* Task details: Of the entries below, return only those lines from the line with "blue jeans, one" to the line with "the stadium floodlight", exactly, both included.

[Recorded data — start]

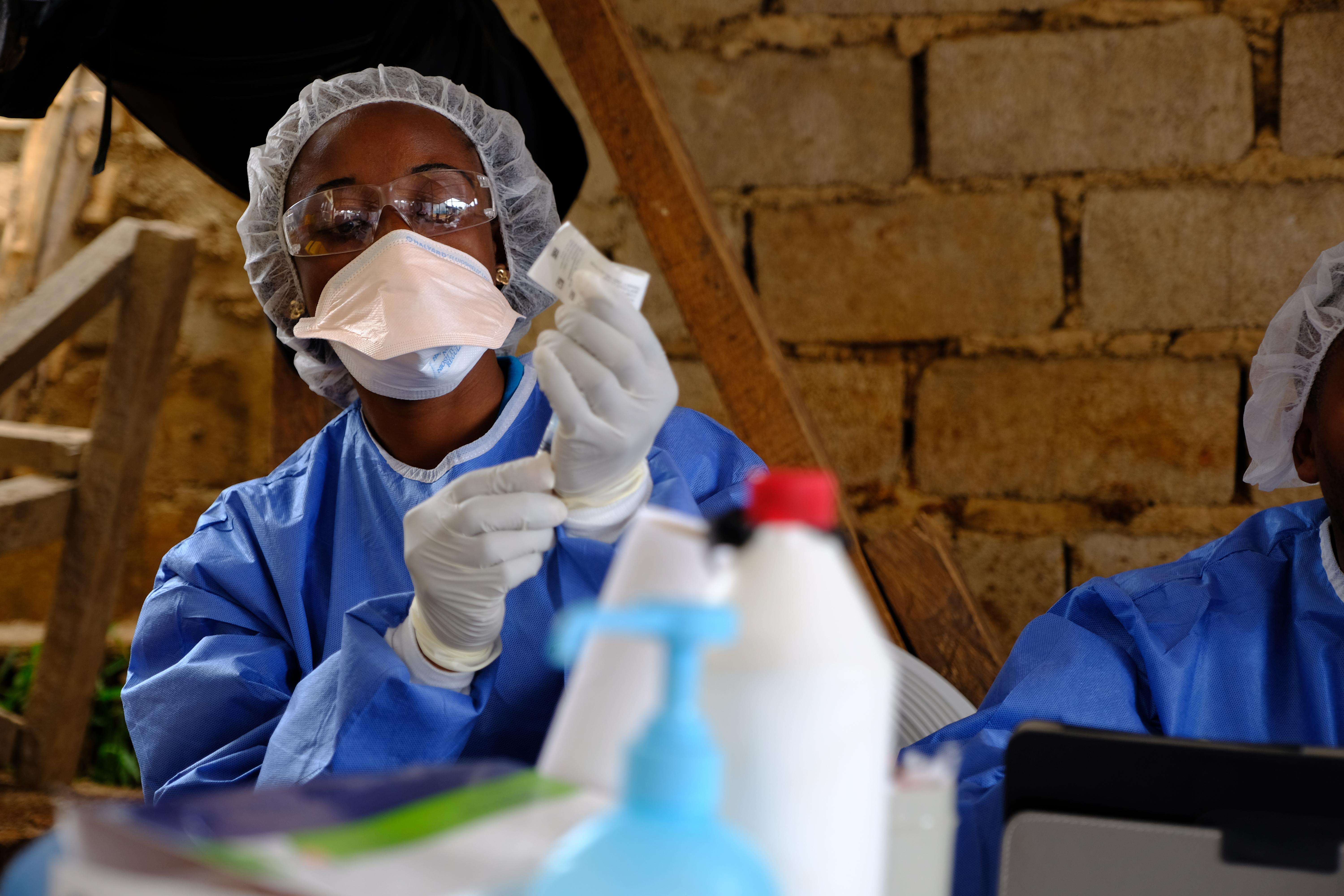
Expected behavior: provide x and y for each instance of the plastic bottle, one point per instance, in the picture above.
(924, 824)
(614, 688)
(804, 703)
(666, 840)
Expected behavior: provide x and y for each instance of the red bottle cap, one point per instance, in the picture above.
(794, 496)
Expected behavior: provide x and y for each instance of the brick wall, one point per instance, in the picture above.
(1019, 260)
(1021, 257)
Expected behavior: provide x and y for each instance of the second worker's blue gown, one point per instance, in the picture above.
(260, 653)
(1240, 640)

[Recorded data — finish]
[Recorded data — start]

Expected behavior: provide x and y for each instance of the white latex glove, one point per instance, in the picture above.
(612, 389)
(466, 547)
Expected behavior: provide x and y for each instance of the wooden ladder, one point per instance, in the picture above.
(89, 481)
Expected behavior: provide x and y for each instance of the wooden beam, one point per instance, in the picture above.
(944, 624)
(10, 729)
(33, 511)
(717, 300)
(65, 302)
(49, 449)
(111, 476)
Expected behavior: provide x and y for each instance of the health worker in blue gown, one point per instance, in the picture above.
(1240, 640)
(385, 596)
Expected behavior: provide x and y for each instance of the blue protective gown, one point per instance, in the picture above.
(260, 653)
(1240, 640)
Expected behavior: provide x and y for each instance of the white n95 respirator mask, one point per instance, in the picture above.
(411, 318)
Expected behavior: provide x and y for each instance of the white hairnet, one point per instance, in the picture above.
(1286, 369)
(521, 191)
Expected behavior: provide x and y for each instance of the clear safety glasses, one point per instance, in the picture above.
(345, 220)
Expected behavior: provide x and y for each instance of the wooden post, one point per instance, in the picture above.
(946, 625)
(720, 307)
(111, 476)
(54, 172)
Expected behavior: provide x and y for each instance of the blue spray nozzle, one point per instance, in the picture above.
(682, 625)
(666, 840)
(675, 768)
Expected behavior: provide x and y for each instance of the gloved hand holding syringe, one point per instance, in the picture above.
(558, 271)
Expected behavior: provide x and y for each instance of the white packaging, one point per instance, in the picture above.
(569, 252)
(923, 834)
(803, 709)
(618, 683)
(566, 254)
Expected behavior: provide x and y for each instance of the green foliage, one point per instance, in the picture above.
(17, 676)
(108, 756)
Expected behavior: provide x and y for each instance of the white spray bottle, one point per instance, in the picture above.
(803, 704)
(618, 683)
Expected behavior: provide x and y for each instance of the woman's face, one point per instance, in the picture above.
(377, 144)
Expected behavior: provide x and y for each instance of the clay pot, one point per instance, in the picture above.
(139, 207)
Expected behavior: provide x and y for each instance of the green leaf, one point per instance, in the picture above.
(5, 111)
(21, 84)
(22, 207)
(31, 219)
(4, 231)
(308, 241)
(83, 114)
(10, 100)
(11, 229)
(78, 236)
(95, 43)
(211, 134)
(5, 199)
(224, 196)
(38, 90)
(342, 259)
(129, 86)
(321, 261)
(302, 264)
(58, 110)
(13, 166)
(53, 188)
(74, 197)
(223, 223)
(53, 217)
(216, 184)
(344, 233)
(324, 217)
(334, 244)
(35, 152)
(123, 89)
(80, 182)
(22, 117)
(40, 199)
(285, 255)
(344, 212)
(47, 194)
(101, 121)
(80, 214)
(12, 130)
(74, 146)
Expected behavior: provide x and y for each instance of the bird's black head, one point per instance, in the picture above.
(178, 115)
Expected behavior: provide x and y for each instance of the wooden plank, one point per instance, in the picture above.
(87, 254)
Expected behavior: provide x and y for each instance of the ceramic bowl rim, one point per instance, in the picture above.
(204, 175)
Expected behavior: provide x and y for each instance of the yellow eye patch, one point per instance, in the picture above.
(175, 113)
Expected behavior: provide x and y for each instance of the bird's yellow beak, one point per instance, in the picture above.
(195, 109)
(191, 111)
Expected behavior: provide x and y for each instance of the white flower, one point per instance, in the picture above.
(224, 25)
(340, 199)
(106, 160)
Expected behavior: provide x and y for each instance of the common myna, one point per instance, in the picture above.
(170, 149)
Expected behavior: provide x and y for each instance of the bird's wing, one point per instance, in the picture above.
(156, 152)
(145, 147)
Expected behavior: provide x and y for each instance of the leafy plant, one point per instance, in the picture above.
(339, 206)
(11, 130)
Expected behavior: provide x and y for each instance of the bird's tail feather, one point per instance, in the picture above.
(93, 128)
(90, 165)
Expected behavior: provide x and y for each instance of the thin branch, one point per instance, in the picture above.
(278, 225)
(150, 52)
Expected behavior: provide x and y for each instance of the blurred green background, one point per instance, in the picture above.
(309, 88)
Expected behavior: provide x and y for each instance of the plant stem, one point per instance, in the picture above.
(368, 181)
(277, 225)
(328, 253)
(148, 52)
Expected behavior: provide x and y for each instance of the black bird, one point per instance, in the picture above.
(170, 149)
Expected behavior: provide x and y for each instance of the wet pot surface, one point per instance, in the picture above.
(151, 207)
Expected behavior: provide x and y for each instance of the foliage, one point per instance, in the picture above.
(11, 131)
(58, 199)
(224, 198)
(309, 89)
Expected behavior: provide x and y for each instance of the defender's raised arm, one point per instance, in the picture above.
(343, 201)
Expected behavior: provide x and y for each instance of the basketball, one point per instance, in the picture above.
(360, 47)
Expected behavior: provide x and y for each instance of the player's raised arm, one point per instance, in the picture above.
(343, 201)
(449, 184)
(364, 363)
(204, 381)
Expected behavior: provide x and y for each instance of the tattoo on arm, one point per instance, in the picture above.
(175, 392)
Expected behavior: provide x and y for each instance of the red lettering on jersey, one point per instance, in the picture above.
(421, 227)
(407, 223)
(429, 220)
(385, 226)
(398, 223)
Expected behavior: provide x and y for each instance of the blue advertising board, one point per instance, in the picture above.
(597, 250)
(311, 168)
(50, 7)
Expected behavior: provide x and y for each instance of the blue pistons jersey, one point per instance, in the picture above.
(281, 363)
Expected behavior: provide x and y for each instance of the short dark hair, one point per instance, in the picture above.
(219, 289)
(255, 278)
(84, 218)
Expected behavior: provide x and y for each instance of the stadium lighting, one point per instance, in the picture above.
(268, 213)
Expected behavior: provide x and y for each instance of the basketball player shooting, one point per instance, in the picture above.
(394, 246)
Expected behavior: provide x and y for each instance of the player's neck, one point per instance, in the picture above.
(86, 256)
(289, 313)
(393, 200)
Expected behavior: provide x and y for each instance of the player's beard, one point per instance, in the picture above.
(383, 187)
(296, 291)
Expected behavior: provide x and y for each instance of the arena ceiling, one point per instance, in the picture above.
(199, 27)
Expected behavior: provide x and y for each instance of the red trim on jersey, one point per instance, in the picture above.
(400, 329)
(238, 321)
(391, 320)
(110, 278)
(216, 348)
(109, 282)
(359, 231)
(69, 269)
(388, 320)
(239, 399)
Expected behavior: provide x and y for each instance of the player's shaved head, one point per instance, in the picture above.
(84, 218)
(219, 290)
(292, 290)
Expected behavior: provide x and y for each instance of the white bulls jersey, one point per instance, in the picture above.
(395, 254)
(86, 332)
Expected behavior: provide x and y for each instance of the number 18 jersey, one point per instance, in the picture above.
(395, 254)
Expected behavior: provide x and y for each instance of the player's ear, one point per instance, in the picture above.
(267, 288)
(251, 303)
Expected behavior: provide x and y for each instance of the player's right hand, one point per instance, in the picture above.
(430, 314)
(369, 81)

[Recorded data — finish]
[Recorded data — start]

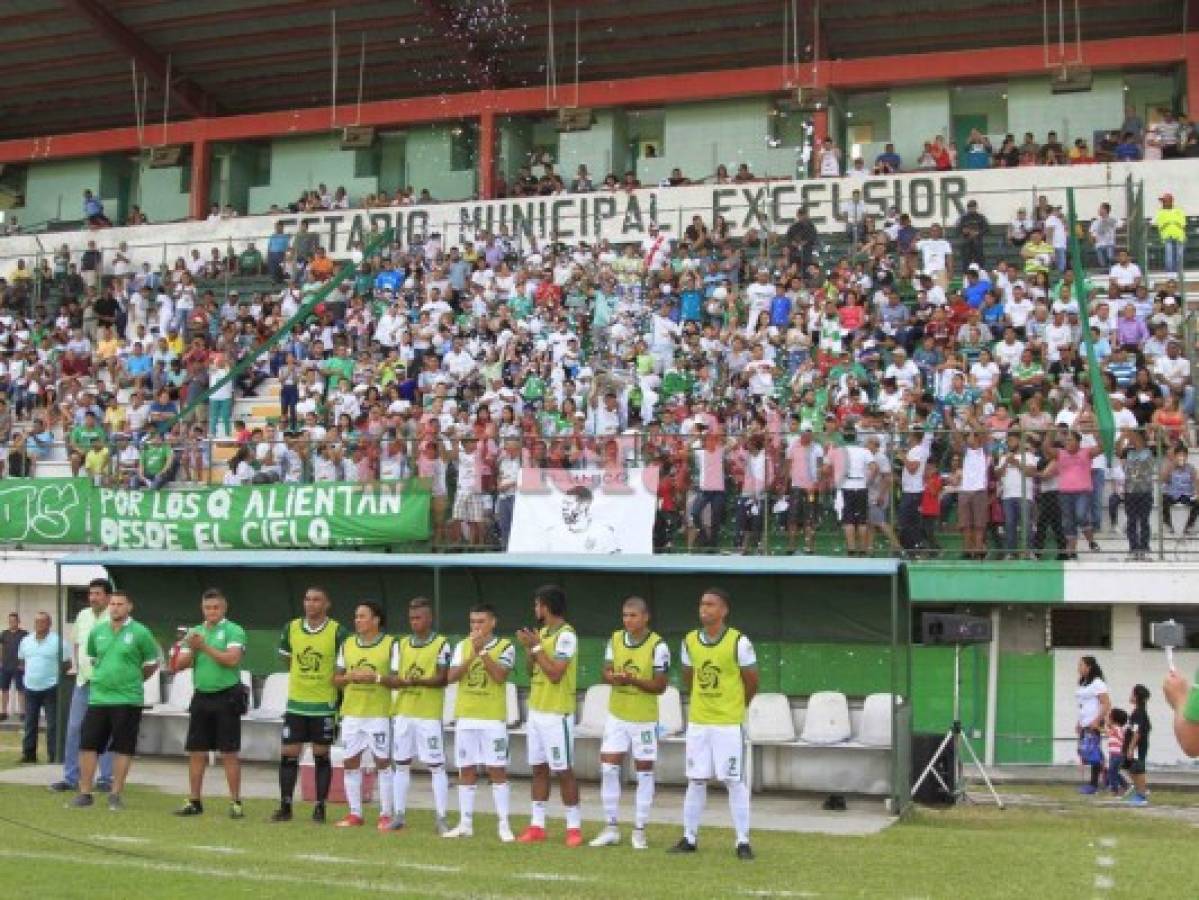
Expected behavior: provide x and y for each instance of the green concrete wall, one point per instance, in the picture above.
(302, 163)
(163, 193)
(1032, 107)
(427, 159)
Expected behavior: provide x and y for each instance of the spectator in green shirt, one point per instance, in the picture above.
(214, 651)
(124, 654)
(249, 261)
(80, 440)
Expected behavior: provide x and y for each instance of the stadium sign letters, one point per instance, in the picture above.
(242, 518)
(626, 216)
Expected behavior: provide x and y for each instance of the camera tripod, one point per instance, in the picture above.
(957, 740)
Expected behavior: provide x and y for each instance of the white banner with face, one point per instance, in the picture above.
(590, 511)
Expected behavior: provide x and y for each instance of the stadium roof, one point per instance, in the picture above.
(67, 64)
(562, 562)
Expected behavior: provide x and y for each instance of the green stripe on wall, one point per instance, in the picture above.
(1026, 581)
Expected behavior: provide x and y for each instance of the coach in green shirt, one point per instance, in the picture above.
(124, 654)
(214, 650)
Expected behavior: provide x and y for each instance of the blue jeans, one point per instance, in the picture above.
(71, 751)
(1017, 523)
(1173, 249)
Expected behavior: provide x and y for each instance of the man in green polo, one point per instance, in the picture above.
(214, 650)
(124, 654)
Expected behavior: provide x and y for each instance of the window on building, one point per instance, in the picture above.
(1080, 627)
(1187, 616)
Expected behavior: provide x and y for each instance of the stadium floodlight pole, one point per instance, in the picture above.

[Recorded data — finish]

* Written answer:
Expected behavior: provide x and y for each instance of the blue jeans, one point per instance, in the picture above.
(71, 751)
(1017, 523)
(1173, 249)
Expected behavior: provide x and y for each instance of the man in green polo, one point per instance, in the picture above.
(214, 650)
(124, 654)
Expected behavior: provide x and y for each instance of the window on building, one point per instance, in the picture above.
(1080, 627)
(1187, 616)
Expected behavior: provide x and y for each instance of the stadium floodlight pole, one point per instance, in the picture above.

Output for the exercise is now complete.